PROVIDED RECORDS:
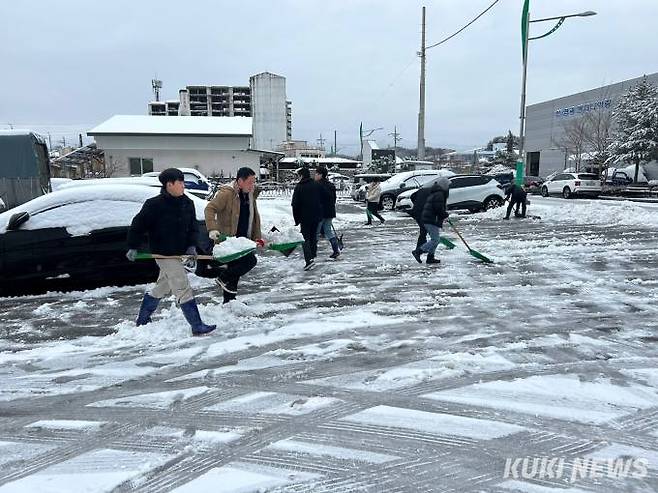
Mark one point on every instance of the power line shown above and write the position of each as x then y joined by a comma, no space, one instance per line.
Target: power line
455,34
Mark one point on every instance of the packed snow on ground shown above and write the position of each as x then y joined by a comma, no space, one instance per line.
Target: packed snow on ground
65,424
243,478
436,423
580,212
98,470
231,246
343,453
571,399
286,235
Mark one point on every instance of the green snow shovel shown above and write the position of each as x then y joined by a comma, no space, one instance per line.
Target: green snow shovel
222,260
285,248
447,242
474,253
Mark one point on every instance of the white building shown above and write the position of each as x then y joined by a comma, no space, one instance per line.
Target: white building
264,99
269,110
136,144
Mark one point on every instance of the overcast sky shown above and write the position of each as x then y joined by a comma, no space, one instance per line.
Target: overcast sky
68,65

YOUR ASSIGNMENT:
Where a picture appears, skip it; repeat everything else in the data exactly.

ANSWER SECTION:
Mark one point on every instance of the power line shown above and write the position of each as x then y joined by a comma, no space, one instance per line.
Target: power line
455,34
Mark one point on every instance of the packed snow on ground shown above and write the position of each as x then y joined by a comma, no space, one instance per line.
Target: packed snow on ground
65,424
243,478
436,423
580,212
98,470
231,246
343,453
571,399
286,235
Mark one point on every instance of the green snow shovel shown above and write the position of each as x then y joined by a comma, no space, one instance per line.
Target: green snow shovel
222,260
285,248
447,242
474,253
Mark one point on every instance of the white building shown above and write the position of each as x then y joined by a comma, no space, one instance per line.
Target: white building
264,99
269,110
136,144
Mark one point on every instance of the overcast sky shown above and write the position of each as x then y joined by a comma, no space, one instance per line.
Target: overcast sky
68,65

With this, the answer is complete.